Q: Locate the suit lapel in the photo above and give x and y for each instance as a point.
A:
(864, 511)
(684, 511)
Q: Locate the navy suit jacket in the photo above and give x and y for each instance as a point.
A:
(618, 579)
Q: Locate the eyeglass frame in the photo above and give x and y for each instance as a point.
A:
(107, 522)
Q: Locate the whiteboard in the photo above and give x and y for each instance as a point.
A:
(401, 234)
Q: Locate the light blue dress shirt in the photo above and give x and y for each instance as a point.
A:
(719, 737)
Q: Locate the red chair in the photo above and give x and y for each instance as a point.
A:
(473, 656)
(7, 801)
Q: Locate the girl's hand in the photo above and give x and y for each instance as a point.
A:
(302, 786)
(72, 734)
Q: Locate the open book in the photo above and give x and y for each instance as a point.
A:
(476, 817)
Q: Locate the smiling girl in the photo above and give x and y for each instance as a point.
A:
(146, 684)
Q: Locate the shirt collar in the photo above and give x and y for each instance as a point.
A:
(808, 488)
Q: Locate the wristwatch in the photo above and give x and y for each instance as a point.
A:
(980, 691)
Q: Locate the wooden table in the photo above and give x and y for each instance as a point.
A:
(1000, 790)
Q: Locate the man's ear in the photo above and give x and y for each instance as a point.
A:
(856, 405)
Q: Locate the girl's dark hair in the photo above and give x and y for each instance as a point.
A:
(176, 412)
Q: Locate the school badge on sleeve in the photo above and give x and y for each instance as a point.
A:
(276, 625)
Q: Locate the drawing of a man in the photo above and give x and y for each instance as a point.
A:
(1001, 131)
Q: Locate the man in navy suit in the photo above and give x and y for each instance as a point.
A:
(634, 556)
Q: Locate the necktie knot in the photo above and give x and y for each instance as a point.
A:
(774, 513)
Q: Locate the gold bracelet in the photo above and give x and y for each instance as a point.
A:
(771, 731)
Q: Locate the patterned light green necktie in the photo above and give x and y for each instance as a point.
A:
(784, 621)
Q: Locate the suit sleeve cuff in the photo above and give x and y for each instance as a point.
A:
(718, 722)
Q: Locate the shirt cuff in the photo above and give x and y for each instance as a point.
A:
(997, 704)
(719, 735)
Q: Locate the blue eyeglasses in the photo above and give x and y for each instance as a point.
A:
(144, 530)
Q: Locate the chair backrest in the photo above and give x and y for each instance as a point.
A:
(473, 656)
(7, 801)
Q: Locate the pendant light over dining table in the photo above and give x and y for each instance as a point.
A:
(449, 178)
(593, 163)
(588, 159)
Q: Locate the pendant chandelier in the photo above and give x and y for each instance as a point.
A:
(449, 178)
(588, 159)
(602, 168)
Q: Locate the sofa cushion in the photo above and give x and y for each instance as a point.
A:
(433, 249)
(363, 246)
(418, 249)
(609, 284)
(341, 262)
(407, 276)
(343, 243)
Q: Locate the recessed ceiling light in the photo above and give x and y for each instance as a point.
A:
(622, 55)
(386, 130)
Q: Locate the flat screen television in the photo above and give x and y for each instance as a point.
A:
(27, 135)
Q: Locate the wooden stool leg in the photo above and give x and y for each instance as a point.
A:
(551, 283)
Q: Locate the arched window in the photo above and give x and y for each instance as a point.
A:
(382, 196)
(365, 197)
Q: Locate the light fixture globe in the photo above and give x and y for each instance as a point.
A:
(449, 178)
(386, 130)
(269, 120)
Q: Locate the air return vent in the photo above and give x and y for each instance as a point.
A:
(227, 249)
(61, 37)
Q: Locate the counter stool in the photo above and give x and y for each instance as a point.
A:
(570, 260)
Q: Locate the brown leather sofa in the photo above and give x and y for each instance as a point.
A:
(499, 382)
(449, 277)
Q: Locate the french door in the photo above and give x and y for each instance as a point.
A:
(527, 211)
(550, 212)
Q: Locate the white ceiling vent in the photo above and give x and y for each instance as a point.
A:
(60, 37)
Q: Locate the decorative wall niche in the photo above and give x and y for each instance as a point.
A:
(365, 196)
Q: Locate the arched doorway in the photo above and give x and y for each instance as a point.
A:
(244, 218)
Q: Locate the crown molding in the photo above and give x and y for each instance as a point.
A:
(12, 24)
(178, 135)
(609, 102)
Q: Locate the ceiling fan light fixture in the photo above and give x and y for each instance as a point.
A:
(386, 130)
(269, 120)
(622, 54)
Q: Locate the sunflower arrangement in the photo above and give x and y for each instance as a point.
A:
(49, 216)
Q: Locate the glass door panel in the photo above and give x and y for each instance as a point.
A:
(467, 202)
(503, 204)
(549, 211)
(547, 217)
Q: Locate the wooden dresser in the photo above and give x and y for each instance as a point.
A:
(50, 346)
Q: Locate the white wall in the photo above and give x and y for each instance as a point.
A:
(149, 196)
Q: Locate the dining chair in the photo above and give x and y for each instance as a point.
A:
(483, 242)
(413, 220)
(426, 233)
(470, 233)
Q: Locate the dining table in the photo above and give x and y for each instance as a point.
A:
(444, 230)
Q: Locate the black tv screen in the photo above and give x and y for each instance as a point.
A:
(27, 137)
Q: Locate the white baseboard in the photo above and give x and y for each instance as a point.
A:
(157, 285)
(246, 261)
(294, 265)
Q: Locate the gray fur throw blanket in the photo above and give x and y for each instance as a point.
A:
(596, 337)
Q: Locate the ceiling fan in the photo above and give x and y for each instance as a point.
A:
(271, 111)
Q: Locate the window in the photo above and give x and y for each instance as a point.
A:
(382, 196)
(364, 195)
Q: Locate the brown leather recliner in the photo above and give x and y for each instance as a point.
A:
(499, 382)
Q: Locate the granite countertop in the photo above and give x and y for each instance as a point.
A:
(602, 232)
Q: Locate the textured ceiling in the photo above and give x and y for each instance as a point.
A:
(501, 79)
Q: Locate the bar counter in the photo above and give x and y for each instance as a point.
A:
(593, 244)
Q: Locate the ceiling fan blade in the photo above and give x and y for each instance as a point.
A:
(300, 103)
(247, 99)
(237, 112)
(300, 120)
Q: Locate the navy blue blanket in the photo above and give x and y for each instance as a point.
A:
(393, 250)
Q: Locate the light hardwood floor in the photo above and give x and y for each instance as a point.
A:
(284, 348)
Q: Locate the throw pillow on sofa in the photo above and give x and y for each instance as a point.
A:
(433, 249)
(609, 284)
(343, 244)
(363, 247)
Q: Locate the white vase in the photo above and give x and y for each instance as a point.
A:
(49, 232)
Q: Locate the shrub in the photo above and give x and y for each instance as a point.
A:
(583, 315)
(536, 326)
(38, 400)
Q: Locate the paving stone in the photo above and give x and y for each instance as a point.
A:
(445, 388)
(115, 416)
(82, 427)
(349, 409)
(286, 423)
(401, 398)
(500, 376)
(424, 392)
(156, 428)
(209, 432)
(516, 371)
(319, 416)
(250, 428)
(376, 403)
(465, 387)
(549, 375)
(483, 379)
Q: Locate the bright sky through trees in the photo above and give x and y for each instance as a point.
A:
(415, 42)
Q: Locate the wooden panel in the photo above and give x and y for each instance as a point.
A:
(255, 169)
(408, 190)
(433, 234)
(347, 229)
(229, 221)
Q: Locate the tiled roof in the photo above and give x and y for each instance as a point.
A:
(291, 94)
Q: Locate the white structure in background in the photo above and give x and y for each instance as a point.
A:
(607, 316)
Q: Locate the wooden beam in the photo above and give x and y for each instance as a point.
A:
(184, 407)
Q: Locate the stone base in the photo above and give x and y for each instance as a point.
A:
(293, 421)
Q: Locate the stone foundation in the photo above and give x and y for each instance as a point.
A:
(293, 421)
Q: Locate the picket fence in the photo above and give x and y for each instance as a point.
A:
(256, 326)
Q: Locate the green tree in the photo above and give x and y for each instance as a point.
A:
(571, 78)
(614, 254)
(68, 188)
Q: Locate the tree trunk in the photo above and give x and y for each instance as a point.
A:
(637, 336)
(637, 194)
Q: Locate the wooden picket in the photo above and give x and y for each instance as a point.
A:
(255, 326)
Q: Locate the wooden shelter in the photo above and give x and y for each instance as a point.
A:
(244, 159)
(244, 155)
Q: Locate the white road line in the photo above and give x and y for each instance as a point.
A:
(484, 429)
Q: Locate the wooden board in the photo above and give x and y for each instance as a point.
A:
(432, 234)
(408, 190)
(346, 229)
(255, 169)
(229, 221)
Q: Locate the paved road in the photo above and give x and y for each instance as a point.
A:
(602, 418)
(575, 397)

=-=-=

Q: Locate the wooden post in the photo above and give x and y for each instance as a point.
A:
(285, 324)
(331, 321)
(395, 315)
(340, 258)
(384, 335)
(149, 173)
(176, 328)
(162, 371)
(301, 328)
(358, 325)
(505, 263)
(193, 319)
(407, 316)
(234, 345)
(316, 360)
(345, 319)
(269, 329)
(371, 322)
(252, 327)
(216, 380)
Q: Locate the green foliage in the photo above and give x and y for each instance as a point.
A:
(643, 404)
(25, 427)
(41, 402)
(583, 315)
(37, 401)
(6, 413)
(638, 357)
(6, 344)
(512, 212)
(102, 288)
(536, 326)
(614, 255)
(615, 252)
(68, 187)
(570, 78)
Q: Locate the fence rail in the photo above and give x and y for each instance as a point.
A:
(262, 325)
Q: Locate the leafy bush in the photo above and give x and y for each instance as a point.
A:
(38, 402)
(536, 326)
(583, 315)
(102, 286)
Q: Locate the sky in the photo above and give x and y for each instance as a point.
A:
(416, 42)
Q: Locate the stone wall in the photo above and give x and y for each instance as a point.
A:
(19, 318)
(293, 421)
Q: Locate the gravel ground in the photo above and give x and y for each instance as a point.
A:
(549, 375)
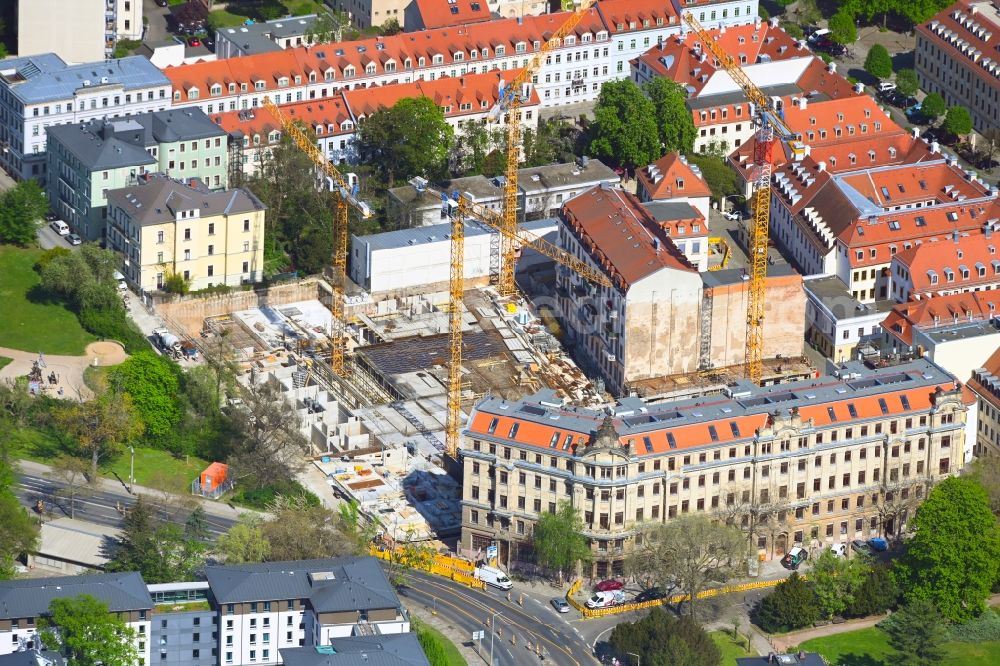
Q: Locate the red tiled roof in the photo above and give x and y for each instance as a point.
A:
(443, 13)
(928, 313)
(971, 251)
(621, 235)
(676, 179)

=-=-=

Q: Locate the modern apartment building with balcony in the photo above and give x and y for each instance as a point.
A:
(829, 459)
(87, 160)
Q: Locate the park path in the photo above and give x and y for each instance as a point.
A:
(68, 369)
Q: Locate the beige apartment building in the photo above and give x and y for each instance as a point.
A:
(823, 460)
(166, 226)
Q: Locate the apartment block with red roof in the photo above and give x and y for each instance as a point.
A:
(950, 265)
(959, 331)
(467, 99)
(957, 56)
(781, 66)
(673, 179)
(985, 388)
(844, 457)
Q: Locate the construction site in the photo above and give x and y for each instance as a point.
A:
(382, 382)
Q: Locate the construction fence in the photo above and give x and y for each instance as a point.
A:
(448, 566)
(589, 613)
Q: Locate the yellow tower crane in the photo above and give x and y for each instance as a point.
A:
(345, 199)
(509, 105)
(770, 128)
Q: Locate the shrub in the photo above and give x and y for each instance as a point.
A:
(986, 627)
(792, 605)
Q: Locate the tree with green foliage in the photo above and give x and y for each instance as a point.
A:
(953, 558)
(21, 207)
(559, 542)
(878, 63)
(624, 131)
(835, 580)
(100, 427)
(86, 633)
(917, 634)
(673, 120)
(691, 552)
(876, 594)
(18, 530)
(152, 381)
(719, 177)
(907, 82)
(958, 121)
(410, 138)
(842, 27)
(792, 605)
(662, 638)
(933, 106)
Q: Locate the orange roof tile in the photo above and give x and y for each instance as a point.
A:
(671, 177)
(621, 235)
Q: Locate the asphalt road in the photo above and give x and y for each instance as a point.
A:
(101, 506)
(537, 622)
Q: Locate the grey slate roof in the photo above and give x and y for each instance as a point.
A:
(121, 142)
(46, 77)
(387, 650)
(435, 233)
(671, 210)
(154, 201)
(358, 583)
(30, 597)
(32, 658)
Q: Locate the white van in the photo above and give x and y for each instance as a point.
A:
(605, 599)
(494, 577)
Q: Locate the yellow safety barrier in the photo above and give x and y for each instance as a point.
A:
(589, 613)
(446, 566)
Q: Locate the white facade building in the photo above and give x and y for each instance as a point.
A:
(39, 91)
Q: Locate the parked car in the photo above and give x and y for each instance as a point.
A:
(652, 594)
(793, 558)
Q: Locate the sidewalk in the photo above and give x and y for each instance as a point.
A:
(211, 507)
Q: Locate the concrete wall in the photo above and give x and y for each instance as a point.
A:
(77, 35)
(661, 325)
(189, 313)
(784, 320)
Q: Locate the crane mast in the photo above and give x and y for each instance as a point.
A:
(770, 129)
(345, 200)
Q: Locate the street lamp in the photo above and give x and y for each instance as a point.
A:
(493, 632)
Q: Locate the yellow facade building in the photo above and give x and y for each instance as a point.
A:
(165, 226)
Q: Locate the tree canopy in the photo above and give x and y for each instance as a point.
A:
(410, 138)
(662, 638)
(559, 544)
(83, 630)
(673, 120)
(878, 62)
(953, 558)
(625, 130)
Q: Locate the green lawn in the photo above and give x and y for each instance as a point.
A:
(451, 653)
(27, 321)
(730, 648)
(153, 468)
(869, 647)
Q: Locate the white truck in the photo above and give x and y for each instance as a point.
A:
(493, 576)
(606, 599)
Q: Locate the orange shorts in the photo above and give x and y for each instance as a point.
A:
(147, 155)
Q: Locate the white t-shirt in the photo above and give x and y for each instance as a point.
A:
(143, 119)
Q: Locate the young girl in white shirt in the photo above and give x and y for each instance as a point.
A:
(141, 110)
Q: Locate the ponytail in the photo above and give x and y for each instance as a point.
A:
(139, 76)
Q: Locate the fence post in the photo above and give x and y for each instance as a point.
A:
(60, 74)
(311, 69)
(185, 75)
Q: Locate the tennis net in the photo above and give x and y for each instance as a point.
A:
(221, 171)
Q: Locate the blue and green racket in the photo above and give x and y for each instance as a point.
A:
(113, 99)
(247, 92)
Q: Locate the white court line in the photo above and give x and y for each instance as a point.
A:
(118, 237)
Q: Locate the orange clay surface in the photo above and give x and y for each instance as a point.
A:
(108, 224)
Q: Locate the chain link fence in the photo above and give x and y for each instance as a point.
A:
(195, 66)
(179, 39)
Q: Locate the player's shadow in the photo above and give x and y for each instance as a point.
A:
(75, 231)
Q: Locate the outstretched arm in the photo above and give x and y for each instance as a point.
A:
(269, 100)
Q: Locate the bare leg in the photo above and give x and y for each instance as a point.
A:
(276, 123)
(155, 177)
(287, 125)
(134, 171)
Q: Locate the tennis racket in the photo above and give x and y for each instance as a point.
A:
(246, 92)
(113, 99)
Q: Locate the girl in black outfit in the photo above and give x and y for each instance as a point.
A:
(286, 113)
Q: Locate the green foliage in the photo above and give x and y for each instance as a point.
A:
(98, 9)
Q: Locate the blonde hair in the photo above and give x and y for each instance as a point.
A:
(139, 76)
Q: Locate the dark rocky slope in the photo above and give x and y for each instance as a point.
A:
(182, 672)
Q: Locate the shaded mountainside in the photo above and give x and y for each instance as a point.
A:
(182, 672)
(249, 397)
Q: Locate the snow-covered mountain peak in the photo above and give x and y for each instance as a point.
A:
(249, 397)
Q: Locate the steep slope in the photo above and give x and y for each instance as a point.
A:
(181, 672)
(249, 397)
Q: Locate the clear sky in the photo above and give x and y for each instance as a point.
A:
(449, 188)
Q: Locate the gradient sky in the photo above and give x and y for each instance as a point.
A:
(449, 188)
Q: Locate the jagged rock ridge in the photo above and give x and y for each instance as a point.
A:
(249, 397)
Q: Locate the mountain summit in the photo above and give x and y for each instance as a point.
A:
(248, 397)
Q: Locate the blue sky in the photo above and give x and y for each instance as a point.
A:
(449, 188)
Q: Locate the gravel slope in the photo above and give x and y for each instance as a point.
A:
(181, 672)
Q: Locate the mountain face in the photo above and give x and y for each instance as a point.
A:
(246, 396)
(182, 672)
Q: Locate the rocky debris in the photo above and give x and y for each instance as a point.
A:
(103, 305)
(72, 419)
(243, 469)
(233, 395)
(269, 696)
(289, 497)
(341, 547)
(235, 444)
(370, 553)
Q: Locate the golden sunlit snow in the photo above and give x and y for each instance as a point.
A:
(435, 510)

=-=-=

▸ **Directions**:
Say how many lines of the data above include the word "suit", and add nothing further.

▸ **Response area**:
4